> _Problem requirements_: Below, find the line that contains "the dark wood" and write out that line and the ones after it without any change, ending with the line that contains "[(461, 291)]".

> _Data section_:
________________

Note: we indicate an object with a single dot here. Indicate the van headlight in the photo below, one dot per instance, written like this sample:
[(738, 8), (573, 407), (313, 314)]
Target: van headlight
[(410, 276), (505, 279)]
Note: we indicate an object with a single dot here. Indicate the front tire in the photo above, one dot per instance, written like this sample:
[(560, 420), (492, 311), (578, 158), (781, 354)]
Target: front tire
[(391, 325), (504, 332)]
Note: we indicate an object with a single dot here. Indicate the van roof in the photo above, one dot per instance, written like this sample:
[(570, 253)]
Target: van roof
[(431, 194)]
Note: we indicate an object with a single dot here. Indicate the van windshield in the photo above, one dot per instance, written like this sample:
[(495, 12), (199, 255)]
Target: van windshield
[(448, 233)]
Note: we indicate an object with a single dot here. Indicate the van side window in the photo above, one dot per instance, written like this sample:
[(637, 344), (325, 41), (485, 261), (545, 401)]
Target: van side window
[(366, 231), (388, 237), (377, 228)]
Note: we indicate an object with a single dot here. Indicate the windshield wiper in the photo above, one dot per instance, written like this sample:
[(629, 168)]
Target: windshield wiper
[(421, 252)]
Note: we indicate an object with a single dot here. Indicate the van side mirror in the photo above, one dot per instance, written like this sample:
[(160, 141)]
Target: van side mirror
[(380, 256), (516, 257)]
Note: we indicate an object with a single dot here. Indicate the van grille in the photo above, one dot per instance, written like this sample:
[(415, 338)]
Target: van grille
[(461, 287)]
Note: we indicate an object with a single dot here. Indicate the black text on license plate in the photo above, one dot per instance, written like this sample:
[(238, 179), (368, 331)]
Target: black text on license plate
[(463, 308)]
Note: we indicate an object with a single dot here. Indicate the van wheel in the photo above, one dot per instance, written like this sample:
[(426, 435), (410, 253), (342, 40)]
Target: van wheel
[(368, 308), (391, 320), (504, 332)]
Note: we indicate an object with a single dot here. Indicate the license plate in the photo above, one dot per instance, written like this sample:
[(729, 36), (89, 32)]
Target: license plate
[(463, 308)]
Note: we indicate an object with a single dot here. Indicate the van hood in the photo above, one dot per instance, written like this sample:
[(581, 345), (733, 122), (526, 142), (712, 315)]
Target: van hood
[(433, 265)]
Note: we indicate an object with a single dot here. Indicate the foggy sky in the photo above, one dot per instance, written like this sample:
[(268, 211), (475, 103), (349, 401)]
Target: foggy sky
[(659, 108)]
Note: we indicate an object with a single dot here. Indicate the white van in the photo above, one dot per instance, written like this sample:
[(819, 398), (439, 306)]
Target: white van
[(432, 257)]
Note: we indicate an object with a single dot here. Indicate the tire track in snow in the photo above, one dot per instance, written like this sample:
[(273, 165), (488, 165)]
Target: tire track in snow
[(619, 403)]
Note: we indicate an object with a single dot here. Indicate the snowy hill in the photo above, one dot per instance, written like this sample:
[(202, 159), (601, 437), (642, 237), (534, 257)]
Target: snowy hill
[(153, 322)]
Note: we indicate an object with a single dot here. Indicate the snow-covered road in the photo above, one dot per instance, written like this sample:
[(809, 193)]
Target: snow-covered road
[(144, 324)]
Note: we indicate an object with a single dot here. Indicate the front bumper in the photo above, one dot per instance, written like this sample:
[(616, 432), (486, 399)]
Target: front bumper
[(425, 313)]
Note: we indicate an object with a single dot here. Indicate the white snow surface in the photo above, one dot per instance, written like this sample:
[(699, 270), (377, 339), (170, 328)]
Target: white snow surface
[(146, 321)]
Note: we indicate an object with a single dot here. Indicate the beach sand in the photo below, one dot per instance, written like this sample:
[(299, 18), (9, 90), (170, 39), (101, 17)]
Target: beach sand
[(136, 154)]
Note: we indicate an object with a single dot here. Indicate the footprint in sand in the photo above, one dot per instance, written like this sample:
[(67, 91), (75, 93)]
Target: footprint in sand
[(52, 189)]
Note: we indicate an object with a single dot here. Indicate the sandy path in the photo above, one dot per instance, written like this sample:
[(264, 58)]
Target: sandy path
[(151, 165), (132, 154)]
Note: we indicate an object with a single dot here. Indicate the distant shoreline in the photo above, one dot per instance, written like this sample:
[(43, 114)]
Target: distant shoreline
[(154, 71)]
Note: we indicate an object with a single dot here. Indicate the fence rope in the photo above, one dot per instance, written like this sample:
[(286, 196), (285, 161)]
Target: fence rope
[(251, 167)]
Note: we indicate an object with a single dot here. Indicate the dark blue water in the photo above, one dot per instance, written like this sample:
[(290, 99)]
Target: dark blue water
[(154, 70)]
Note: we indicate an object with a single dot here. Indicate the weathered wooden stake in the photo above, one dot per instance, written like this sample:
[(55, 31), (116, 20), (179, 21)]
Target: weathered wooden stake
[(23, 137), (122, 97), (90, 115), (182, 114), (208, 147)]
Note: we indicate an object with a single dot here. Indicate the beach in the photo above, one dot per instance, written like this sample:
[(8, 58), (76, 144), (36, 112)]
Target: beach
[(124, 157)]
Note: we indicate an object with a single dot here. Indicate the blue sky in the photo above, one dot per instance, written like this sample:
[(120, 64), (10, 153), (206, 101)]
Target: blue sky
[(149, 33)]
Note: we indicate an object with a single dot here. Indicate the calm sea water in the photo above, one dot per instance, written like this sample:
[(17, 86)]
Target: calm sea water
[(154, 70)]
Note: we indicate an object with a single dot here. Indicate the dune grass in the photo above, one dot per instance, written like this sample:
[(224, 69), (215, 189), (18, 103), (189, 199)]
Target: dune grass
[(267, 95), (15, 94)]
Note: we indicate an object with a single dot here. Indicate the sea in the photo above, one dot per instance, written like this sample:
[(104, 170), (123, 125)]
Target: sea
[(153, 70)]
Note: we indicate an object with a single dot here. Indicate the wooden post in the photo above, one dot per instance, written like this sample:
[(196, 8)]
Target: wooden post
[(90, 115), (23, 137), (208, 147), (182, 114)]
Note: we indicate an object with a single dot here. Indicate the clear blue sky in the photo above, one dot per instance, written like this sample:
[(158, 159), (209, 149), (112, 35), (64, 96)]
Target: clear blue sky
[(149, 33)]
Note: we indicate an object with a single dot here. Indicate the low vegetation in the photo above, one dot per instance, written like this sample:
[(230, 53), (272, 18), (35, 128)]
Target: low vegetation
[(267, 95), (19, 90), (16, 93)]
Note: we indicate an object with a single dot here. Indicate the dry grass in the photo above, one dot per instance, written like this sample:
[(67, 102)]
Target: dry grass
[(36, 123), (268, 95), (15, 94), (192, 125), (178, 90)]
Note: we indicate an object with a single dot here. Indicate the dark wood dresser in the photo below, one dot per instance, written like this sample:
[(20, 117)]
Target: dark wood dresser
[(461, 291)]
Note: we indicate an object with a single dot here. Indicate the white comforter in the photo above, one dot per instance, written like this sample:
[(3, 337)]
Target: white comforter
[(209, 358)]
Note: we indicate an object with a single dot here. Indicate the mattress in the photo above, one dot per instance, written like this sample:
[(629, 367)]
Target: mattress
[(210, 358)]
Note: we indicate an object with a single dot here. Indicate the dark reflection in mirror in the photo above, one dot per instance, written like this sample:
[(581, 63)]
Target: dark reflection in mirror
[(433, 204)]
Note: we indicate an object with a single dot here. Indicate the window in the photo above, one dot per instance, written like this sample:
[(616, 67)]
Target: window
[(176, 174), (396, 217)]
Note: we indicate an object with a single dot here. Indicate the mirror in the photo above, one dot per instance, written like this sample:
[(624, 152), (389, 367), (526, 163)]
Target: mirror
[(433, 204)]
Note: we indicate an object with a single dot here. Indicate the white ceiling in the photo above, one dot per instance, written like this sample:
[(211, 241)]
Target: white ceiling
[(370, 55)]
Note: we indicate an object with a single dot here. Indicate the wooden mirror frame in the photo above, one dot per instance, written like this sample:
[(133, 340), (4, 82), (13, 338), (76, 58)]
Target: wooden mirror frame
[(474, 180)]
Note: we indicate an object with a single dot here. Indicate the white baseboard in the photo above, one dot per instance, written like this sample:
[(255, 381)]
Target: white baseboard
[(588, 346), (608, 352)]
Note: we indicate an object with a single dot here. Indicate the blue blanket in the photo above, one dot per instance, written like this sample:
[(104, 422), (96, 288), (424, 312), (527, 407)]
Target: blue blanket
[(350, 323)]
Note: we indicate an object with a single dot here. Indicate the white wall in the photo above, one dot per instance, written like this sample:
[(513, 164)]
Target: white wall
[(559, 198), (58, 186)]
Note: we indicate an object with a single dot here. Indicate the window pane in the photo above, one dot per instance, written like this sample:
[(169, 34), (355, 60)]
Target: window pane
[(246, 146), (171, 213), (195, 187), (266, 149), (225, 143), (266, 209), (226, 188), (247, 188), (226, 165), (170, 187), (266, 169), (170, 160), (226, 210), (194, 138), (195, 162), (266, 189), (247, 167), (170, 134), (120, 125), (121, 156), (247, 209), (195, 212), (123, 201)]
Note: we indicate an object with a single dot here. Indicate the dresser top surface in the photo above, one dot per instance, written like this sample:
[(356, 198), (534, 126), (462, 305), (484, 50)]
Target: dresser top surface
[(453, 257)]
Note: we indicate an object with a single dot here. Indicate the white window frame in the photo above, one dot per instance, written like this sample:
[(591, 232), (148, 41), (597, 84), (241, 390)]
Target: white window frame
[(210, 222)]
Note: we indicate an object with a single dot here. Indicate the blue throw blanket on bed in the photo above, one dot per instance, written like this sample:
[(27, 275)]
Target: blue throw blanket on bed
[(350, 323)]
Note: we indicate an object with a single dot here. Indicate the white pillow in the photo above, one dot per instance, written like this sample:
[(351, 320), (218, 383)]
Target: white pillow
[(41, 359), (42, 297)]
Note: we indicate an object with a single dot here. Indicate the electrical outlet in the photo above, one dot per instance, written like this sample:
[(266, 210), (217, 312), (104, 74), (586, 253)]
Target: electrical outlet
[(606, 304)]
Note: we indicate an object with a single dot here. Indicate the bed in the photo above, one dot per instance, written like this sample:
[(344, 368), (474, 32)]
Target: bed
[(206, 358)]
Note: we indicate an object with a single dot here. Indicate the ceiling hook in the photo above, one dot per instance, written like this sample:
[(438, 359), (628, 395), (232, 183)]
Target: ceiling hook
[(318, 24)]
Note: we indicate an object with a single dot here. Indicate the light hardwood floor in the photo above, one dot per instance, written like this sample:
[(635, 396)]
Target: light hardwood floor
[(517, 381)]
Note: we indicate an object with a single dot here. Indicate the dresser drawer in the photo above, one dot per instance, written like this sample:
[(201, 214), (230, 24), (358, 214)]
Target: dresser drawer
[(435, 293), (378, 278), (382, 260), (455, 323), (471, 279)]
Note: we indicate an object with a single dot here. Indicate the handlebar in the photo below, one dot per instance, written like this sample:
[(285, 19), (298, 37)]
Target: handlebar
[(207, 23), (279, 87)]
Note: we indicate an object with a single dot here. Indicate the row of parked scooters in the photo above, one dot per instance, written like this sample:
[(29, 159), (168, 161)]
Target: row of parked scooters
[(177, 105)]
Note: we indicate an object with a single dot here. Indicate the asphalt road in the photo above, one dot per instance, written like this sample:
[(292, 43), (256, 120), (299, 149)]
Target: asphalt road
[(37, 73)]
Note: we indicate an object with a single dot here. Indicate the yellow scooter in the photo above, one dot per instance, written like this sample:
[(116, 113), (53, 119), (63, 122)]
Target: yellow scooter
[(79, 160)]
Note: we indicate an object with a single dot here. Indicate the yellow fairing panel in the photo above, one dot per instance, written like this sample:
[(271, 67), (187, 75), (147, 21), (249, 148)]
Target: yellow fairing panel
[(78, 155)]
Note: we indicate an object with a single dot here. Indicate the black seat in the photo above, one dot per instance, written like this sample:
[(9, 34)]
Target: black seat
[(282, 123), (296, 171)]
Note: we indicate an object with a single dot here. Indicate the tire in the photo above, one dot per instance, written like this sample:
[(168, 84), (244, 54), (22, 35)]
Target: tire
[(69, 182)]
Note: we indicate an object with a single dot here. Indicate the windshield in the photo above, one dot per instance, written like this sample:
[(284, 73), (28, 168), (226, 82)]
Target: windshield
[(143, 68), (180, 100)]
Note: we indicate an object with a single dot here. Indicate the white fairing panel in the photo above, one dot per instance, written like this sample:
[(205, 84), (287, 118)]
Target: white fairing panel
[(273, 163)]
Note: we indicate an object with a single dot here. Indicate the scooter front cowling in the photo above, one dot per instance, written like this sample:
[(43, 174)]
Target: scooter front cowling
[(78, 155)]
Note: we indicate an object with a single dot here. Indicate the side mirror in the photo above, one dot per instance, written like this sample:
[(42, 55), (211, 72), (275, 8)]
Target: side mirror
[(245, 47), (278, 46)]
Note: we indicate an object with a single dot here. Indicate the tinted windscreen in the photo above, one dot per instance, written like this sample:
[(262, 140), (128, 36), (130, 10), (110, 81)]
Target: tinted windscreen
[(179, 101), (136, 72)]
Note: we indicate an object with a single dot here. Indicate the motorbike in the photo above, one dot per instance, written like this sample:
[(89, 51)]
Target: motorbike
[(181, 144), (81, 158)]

________________

> _Task output_:
Note: we indicate an object with a single dot here. Indicate the dark wood dresser in the photo below, one dot per instance, written like this sample:
[(20, 117)]
Target: dark wood dresser
[(461, 291)]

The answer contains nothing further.